PROBLEM REQUIREMENTS: Write each entry out again exactly, with nothing omitted.

MATERIAL SHOWN:
^^^^^^^^^^^^^^^^

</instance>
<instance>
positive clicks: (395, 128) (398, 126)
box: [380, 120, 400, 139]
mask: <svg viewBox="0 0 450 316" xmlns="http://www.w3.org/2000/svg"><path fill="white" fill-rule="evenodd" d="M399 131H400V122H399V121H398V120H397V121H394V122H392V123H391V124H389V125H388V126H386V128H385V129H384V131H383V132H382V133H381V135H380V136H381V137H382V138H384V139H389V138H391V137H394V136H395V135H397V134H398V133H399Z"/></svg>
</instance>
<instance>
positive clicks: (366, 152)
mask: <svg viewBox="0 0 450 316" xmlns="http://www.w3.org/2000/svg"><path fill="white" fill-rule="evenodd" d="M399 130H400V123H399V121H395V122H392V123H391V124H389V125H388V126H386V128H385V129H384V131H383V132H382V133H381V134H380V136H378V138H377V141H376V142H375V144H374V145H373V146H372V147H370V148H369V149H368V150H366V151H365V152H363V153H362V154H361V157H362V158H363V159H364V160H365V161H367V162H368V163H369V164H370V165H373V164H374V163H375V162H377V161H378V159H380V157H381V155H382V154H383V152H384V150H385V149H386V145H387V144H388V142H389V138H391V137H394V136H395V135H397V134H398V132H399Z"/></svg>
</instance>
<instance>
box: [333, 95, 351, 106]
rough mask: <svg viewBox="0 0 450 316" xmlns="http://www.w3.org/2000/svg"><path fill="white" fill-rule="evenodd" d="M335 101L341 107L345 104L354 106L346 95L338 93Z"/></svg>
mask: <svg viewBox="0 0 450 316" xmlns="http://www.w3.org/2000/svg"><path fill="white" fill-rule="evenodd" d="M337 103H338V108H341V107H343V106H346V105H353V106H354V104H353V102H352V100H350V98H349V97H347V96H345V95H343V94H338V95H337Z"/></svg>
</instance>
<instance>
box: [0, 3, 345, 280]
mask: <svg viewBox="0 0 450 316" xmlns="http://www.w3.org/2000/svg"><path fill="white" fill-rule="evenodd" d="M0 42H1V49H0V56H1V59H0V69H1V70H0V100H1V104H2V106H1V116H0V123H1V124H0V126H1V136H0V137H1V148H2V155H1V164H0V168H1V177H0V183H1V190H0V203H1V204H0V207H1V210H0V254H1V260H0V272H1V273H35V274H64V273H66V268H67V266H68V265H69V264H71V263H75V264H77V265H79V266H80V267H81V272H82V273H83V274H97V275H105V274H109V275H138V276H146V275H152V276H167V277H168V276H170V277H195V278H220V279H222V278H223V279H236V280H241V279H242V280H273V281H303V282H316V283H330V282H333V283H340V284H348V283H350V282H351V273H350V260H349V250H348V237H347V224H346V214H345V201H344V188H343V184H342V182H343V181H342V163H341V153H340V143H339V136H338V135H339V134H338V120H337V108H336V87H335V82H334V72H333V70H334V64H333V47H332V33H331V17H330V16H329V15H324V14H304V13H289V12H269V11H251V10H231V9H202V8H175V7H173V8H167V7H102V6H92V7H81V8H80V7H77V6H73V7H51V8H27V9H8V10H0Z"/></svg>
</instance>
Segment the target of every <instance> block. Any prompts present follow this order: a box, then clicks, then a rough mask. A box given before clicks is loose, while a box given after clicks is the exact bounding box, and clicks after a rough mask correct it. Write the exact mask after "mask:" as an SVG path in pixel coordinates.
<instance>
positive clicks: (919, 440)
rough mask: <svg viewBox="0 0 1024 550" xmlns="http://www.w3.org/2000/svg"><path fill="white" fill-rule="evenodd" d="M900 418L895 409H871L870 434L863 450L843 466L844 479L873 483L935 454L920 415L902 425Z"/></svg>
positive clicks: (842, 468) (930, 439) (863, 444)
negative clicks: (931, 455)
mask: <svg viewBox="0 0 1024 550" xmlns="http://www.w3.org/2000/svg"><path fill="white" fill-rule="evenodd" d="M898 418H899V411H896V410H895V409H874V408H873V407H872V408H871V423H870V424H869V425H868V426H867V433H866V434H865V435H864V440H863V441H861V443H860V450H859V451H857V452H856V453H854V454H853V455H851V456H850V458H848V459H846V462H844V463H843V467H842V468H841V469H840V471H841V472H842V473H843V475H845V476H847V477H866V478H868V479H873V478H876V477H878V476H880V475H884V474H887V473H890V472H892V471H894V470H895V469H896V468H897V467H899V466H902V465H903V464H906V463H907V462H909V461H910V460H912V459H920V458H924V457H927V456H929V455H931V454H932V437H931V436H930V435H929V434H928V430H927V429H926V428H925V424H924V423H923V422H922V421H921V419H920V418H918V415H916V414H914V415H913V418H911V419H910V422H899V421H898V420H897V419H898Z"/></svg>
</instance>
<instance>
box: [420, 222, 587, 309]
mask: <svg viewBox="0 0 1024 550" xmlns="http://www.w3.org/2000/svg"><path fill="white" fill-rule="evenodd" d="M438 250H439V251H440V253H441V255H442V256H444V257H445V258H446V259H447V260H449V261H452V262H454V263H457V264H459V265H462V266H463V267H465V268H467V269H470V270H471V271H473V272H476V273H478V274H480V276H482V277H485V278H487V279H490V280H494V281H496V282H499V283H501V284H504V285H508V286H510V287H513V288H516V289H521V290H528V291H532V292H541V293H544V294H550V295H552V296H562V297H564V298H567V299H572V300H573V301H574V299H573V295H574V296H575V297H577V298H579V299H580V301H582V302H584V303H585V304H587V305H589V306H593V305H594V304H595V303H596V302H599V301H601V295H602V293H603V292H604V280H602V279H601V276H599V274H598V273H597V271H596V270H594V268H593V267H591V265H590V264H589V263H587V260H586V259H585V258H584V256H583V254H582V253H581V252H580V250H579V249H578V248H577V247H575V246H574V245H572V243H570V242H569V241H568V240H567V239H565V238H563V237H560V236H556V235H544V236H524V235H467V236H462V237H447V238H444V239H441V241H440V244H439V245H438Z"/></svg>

^^^^^^^^^^^^^^^^

ANSWER BOX:
</instance>
<instance>
positive clicks: (395, 128) (398, 126)
box: [380, 120, 400, 139]
mask: <svg viewBox="0 0 450 316" xmlns="http://www.w3.org/2000/svg"><path fill="white" fill-rule="evenodd" d="M399 131H400V122H399V121H398V120H397V121H394V122H392V123H391V124H389V125H388V126H386V128H385V129H384V131H383V132H382V133H381V135H380V136H381V137H382V138H384V139H389V138H391V137H394V136H395V135H397V134H398V133H399Z"/></svg>
</instance>
<instance>
positive clicks: (366, 152)
mask: <svg viewBox="0 0 450 316" xmlns="http://www.w3.org/2000/svg"><path fill="white" fill-rule="evenodd" d="M399 130H400V123H399V121H395V122H392V123H391V124H389V125H388V126H386V128H385V129H384V131H383V132H382V133H381V134H380V136H378V138H377V141H376V142H375V144H374V145H373V146H372V147H370V148H369V149H368V150H366V151H365V152H363V153H362V154H361V157H362V158H363V159H364V160H365V161H367V162H368V163H369V164H370V165H373V164H374V163H375V162H377V161H378V159H380V157H381V155H382V154H383V152H384V150H385V149H386V145H387V144H388V142H389V138H391V137H394V136H395V135H397V134H398V132H399Z"/></svg>
</instance>
<instance>
box: [333, 95, 351, 106]
rough mask: <svg viewBox="0 0 450 316" xmlns="http://www.w3.org/2000/svg"><path fill="white" fill-rule="evenodd" d="M335 101L341 107L345 104L354 106L346 95L338 93Z"/></svg>
mask: <svg viewBox="0 0 450 316" xmlns="http://www.w3.org/2000/svg"><path fill="white" fill-rule="evenodd" d="M337 103H338V108H341V107H343V106H346V105H353V106H354V104H353V102H352V100H350V98H349V97H347V96H345V95H343V94H338V95H337Z"/></svg>
</instance>
<instance>
box: [0, 3, 345, 280]
mask: <svg viewBox="0 0 450 316" xmlns="http://www.w3.org/2000/svg"><path fill="white" fill-rule="evenodd" d="M0 42H1V49H0V56H1V59H0V69H1V70H0V100H1V104H2V106H1V116H0V123H1V124H0V126H1V136H0V137H1V148H2V155H1V164H0V168H1V177H0V183H1V190H0V203H1V204H0V207H1V210H0V254H1V260H0V272H1V273H35V274H64V273H66V268H67V266H68V265H69V264H71V263H75V264H77V265H79V266H80V267H81V272H82V273H83V274H97V275H105V274H109V275H138V276H146V275H152V276H167V277H168V276H170V277H195V278H220V279H222V278H223V279H236V280H241V279H242V280H273V281H303V282H316V283H330V282H333V283H340V284H348V283H350V282H351V273H350V260H349V250H348V237H347V224H346V214H345V201H344V188H343V184H342V182H343V181H342V163H341V153H340V143H339V136H338V135H339V134H338V120H337V108H336V87H335V82H334V72H333V70H334V64H333V47H332V33H331V17H330V16H329V15H324V14H304V13H289V12H269V11H251V10H231V9H202V8H175V7H173V8H167V7H102V6H92V7H81V8H80V7H77V6H73V7H51V8H27V9H8V10H0Z"/></svg>
</instance>
Segment the target of every <instance> block. Any prompts present follow this order: a box, then clicks, then a rough mask. A box given before clicks is loose, while a box given after clicks is the exact bounding box, and clicks after a rough mask correct it. Write the exact mask after "mask:" as an SVG path in pixel coordinates.
<instance>
positive clicks: (919, 440)
rough mask: <svg viewBox="0 0 1024 550" xmlns="http://www.w3.org/2000/svg"><path fill="white" fill-rule="evenodd" d="M900 418L895 409H871L870 434L863 450L843 466L844 479L873 483L935 454L920 415L902 425Z"/></svg>
positive clicks: (842, 468) (930, 439) (863, 444)
negative clicks: (931, 455)
mask: <svg viewBox="0 0 1024 550" xmlns="http://www.w3.org/2000/svg"><path fill="white" fill-rule="evenodd" d="M898 418H899V411H896V410H895V409H874V408H873V407H872V408H871V423H870V424H869V425H868V426H867V433H866V434H865V435H864V440H863V441H861V443H860V450H859V451H857V452H856V453H854V454H853V455H851V456H850V458H848V459H846V462H844V463H843V467H842V468H841V469H840V471H841V472H842V473H843V475H845V476H847V477H866V478H868V479H873V478H876V477H878V476H880V475H884V474H887V473H890V472H892V471H894V470H895V469H896V468H897V467H899V466H902V465H903V464H906V463H907V462H909V461H910V460H912V459H920V458H924V457H927V456H929V455H931V454H932V437H931V436H930V435H929V434H928V430H927V429H926V428H925V424H924V423H923V422H922V421H921V419H920V418H918V415H916V414H914V415H913V418H911V419H910V422H899V421H898V420H897V419H898Z"/></svg>
</instance>
<instance>
box: [420, 222, 587, 309]
mask: <svg viewBox="0 0 1024 550" xmlns="http://www.w3.org/2000/svg"><path fill="white" fill-rule="evenodd" d="M438 250H439V251H440V253H441V255H442V256H444V257H445V258H446V259H447V260H449V261H452V262H454V263H457V264H459V265H462V266H463V267H465V268H467V269H470V270H471V271H473V272H476V273H478V274H480V276H482V277H485V278H487V279H490V280H494V281H496V282H499V283H501V284H504V285H508V286H510V287H513V288H516V289H521V290H528V291H532V292H541V293H544V294H550V295H552V296H562V297H564V298H567V299H572V300H573V301H574V299H573V295H574V296H575V297H577V298H579V299H580V301H582V302H584V303H585V304H587V305H589V306H593V305H594V304H595V303H596V302H599V301H601V295H602V293H603V292H604V280H602V279H601V276H599V274H598V273H597V271H596V270H594V268H593V267H591V265H590V264H589V263H587V260H586V259H585V258H584V256H583V254H582V253H581V252H580V250H579V249H578V248H577V247H575V246H574V245H572V243H570V242H569V241H568V240H567V239H565V238H563V237H560V236H556V235H544V236H524V235H467V236H462V237H447V238H444V239H441V241H440V244H439V245H438Z"/></svg>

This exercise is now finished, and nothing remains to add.